WORK REQUIRED: Please copy the listing below in its entirety, without alteration.

● ● ● ● ● ● ●

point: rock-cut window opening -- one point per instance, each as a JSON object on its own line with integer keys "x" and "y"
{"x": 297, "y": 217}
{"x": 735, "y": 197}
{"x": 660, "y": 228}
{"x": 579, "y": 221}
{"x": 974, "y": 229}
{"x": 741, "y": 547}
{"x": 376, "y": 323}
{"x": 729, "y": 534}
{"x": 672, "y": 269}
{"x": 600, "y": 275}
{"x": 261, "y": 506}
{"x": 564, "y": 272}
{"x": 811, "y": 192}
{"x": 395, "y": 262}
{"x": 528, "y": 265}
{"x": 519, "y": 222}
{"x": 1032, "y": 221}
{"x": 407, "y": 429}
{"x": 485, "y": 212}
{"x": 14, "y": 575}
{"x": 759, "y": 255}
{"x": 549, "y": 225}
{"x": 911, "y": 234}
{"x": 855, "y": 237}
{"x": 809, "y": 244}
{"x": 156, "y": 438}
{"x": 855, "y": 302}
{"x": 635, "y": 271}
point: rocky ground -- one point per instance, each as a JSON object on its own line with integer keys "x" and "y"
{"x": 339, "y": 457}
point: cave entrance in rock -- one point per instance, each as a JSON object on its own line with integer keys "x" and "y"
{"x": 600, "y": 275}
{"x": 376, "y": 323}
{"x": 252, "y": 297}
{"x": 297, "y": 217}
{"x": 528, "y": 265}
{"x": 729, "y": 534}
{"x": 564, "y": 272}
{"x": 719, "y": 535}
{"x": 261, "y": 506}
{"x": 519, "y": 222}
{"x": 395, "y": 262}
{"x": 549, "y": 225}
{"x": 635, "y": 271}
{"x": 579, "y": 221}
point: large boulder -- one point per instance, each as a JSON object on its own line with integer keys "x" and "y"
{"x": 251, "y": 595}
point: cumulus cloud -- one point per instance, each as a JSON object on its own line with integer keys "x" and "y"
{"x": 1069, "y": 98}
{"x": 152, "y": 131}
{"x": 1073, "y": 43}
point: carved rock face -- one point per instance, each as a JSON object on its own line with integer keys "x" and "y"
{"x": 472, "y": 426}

● ● ● ● ● ● ●

OUTPUT FOR THIS TASK:
point: rock-cut window opening -- one point per instance, each as a JSON object on its own line with integer keys "x" and "y"
{"x": 297, "y": 217}
{"x": 735, "y": 197}
{"x": 660, "y": 228}
{"x": 579, "y": 221}
{"x": 974, "y": 229}
{"x": 741, "y": 547}
{"x": 376, "y": 323}
{"x": 729, "y": 534}
{"x": 672, "y": 269}
{"x": 600, "y": 275}
{"x": 261, "y": 506}
{"x": 564, "y": 272}
{"x": 811, "y": 192}
{"x": 395, "y": 262}
{"x": 528, "y": 265}
{"x": 519, "y": 222}
{"x": 1032, "y": 221}
{"x": 407, "y": 429}
{"x": 485, "y": 212}
{"x": 14, "y": 575}
{"x": 759, "y": 255}
{"x": 549, "y": 225}
{"x": 911, "y": 234}
{"x": 855, "y": 237}
{"x": 809, "y": 244}
{"x": 156, "y": 438}
{"x": 855, "y": 302}
{"x": 635, "y": 271}
point: rocky ground -- one point per instance, each as a JSON object on its own line with integer keys "x" and "y"
{"x": 339, "y": 457}
point: cave entrance in rock -- one point per instance, each as a JSON object on its own line with integer keys "x" and "y"
{"x": 600, "y": 275}
{"x": 376, "y": 323}
{"x": 252, "y": 297}
{"x": 297, "y": 217}
{"x": 528, "y": 265}
{"x": 729, "y": 534}
{"x": 564, "y": 272}
{"x": 719, "y": 535}
{"x": 261, "y": 506}
{"x": 519, "y": 222}
{"x": 395, "y": 262}
{"x": 549, "y": 225}
{"x": 635, "y": 271}
{"x": 579, "y": 221}
point: large boulder -- one point per instance, each as a JSON object on its own line with integer keys "x" and "y"
{"x": 251, "y": 595}
point: cumulus cloud -- one point per instance, each as a JSON object on its own line with integer keys "x" and "y"
{"x": 1069, "y": 98}
{"x": 152, "y": 131}
{"x": 1073, "y": 43}
point: carved rock face -- one point per instance, each as a JSON object on its own line with integer keys "x" and "y"
{"x": 472, "y": 426}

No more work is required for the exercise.